[Records to process — start]

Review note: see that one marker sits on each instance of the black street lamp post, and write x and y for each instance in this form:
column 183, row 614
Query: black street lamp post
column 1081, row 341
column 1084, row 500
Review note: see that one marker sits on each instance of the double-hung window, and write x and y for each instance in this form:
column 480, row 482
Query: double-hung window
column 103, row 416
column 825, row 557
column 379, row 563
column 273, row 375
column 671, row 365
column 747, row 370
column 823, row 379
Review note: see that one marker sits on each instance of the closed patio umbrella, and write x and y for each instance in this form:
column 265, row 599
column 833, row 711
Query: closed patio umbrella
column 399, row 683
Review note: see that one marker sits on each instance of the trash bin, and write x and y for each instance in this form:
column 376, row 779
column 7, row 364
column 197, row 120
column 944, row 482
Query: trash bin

[Records to process — finish]

Write out exactly the lines of the entries above that run from the line containing "of the closed" through the last line, including both.

Review note: see that one marker sits on each instance of the closed patio umbrella, and write x and y for each instance in this form:
column 265, row 599
column 833, row 711
Query: closed patio umbrella
column 399, row 683
Review note: see that one marker sits on each instance of the trash bin, and write x and y for each instance in this form:
column 376, row 779
column 7, row 364
column 197, row 120
column 944, row 482
Query: trash bin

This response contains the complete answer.